[Records of labeled boxes]
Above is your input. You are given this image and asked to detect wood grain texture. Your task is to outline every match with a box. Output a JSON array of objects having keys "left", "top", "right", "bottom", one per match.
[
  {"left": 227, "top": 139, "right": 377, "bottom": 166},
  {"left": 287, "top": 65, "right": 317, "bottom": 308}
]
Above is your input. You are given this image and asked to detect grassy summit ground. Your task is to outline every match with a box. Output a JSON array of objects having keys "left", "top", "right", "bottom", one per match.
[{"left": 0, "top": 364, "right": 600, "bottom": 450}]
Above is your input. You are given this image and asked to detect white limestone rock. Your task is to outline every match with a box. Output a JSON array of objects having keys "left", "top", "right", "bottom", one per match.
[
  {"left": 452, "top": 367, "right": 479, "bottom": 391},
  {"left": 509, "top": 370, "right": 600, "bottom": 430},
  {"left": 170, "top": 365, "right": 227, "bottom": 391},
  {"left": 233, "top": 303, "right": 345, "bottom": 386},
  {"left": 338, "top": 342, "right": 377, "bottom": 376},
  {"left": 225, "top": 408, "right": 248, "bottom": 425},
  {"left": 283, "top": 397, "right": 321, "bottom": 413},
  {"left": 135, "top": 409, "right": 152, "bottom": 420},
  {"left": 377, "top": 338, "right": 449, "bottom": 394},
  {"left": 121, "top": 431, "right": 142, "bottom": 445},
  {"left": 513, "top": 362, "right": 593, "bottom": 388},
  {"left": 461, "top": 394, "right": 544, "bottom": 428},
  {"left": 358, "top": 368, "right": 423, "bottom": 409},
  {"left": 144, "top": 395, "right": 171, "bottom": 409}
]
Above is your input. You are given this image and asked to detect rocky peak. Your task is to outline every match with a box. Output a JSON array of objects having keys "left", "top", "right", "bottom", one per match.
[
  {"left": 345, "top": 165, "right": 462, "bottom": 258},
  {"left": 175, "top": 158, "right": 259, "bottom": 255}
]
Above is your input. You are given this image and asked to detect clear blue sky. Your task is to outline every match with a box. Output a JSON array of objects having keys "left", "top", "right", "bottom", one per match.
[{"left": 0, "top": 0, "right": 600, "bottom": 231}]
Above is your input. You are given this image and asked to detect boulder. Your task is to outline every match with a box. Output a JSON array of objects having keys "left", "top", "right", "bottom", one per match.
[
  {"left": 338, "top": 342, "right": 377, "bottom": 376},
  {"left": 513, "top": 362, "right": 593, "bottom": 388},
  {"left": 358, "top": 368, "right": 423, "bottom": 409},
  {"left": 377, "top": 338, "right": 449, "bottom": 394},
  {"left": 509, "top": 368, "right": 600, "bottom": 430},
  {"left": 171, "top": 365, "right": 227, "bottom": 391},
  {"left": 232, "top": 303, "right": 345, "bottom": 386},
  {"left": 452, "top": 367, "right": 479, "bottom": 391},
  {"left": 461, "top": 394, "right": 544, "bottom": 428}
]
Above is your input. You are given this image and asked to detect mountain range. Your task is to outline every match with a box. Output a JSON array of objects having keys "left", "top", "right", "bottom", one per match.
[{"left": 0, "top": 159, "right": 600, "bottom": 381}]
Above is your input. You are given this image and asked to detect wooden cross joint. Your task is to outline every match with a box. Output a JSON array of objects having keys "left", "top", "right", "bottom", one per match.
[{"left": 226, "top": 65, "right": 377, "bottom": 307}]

-- Written task --
Copy the data word for word, starting at the line that contains "to detect wooden" and ending at the end of the data.

-- Full solution --
Above is your input. You are given this image and asked to detect wooden cross joint. Your task is to outline every match with a box. Output a JSON array of objects having keys "left", "top", "right", "bottom", one per match.
[{"left": 226, "top": 65, "right": 377, "bottom": 307}]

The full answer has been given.